### Exercise aim:
Reproduce every record below line for line, with no changes. Leave the pictures out of the output.

(Dataset rows)

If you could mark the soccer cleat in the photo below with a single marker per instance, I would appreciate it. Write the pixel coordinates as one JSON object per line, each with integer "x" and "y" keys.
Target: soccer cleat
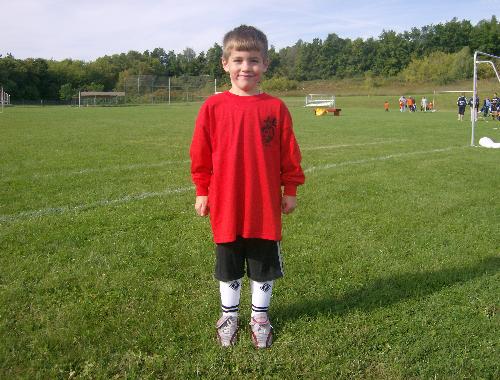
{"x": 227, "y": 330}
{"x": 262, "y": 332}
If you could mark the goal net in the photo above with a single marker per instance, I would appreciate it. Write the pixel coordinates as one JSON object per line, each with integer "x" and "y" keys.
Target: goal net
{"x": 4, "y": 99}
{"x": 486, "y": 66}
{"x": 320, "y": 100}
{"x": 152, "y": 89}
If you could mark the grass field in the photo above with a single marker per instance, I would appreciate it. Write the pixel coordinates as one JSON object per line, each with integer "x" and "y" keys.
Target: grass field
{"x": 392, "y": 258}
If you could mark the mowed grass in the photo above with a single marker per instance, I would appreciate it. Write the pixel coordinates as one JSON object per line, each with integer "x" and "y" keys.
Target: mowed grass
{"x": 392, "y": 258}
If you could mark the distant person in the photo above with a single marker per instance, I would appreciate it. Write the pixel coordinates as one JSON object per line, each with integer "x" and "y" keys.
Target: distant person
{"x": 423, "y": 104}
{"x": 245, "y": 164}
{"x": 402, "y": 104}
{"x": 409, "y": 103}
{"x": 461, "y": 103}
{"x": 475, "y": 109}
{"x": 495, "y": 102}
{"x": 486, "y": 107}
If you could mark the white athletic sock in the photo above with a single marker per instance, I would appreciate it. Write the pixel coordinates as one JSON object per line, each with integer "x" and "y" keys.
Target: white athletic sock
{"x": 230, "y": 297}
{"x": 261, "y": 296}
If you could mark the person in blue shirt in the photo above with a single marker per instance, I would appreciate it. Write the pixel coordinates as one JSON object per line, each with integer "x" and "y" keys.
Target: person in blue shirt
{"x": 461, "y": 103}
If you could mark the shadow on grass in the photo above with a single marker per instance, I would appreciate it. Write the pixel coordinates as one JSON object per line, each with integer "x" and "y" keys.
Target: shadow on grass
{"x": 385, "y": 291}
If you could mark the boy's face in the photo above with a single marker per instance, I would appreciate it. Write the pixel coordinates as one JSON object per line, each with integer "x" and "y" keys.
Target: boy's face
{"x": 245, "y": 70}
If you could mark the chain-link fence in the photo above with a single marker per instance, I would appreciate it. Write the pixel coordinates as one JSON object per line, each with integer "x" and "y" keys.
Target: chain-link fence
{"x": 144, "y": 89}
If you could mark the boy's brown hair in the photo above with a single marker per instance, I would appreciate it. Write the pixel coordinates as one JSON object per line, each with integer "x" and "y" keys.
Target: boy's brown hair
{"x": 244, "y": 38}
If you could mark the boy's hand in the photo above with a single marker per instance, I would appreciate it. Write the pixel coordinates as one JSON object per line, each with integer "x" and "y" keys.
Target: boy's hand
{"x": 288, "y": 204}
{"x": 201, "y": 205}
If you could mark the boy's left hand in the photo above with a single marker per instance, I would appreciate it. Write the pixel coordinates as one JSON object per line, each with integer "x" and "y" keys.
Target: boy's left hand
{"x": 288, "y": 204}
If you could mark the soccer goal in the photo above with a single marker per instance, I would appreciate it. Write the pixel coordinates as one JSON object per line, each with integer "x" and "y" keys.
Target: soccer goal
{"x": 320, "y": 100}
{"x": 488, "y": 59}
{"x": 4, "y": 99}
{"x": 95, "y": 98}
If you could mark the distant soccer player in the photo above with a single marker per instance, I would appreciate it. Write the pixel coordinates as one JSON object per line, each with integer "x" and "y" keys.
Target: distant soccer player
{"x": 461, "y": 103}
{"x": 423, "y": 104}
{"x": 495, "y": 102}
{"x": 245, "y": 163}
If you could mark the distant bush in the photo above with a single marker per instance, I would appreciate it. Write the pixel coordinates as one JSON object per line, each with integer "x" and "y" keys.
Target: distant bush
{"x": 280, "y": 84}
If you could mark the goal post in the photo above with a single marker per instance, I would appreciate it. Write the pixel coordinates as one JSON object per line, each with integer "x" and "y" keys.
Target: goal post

### Worked answer:
If you could mark the soccer cleat in the photo below with a single marker per instance, I would appreciate it. Write the pixel coordinates as one JSON object per line, each with integer "x" and "y" keys.
Target: soccer cleat
{"x": 227, "y": 330}
{"x": 262, "y": 332}
If you could mark the goal net in the photo above with a single marker per instance, I would appreciate it. Write the pixel coordinates as one JSON object per line, each with integer "x" and "y" keys.
Target: goal net
{"x": 4, "y": 99}
{"x": 486, "y": 66}
{"x": 320, "y": 100}
{"x": 152, "y": 89}
If you could mark the grass field in the photo above with a single marker per instance, I would appreciate it. Write the pixel coordinates as one JSON object per line, each with integer "x" and "y" keys.
Target: grass field
{"x": 392, "y": 258}
If you could mark the mowed grass in the photo above with a single marker per instance, I would appreciate it. Write the pixel coordinates as one JSON object per line, each with integer "x" and "y" keys.
Target: mowed grass
{"x": 392, "y": 258}
If you could mark the distant person in the photo above with a single marker per instance, I would appreciate it. Write the pixel coordinates as one JSON object per line, each with integer "x" and "y" keys.
Target: distant person
{"x": 423, "y": 104}
{"x": 245, "y": 164}
{"x": 402, "y": 104}
{"x": 409, "y": 103}
{"x": 461, "y": 103}
{"x": 475, "y": 109}
{"x": 495, "y": 102}
{"x": 486, "y": 107}
If you could mark the white athletic sock in the photo above with a single marker per instance, I would appreciate it. Write the pixel coordinates as one JSON object per line, each with integer "x" and "y" keys.
Target: white athletic sock
{"x": 230, "y": 297}
{"x": 261, "y": 296}
If you could mark the person in blue shirt in the photo above with a single marker per instance, I would appreciate it. Write the pixel coordinates as one JSON object per line, each with integer "x" and "y" keys.
Target: person in blue shirt
{"x": 461, "y": 103}
If you could mark the shadow on grass in the photo above with a single marker per instance, I would appreciate it. Write the pixel coordinates as one JSON object per line, each with integer "x" and "y" keys.
Target: shadow on grass
{"x": 385, "y": 291}
If you could mark the boy's face in the photo above with a single marker per instance, I would appreciate it. Write the pixel coordinates as one JSON object per line, each with integer "x" and "y" keys.
Target: boy's face
{"x": 245, "y": 70}
If you could mark the chain-link fence in the photo above with a single marker per instance, I would appreciate it. Write the pixel coordinates as one JSON object per line, each with integer "x" and "y" keys.
Target: chain-link fence
{"x": 144, "y": 89}
If you could mark the boy's brown hair in the photo above with a single marker per instance, I would appreciate it. Write the pixel coordinates as one JSON object per line, each with integer "x" and "y" keys.
Target: boy's brown hair
{"x": 244, "y": 38}
If you could mark the boy's hand in the photo above with a single marker per instance, I would appreciate it. Write the pixel coordinates as one JSON object per line, each with integer "x" and "y" keys.
Target: boy's hand
{"x": 288, "y": 204}
{"x": 201, "y": 205}
If you could mark the boy's left hand in the photo above with a single marker per instance, I would appreciate it. Write the pixel coordinates as one JSON object per line, each with integer "x" and "y" keys.
Target: boy's left hand
{"x": 288, "y": 204}
If you could mark the soccer goal in the photo above with a single marker per instance, I would appreciate it. Write the pixel coordinates as one JSON object per line, each with integer "x" and "y" keys.
Target: soccer goal
{"x": 320, "y": 100}
{"x": 488, "y": 59}
{"x": 4, "y": 99}
{"x": 95, "y": 98}
If you could mark the distant soccer player in the photo above with a single marker per instance, I would appreciate it. Write the pixel coordinates as one JSON object per line, each with integer "x" and "y" keys.
Target: distant soccer player
{"x": 461, "y": 103}
{"x": 423, "y": 104}
{"x": 495, "y": 102}
{"x": 245, "y": 163}
If you could mark the distant bush in the photo above with a single marker per instance, I would appreciate it. Write the pixel coordinates as one JSON object per line, each with integer "x" and "y" keys.
Target: distant bush
{"x": 280, "y": 84}
If you could mark the goal post in the photo above with a single marker per instance, I would appreciate it. Write the pixel coordinates as one JSON object per line, each with integer "x" and "y" keys.
Target: goal post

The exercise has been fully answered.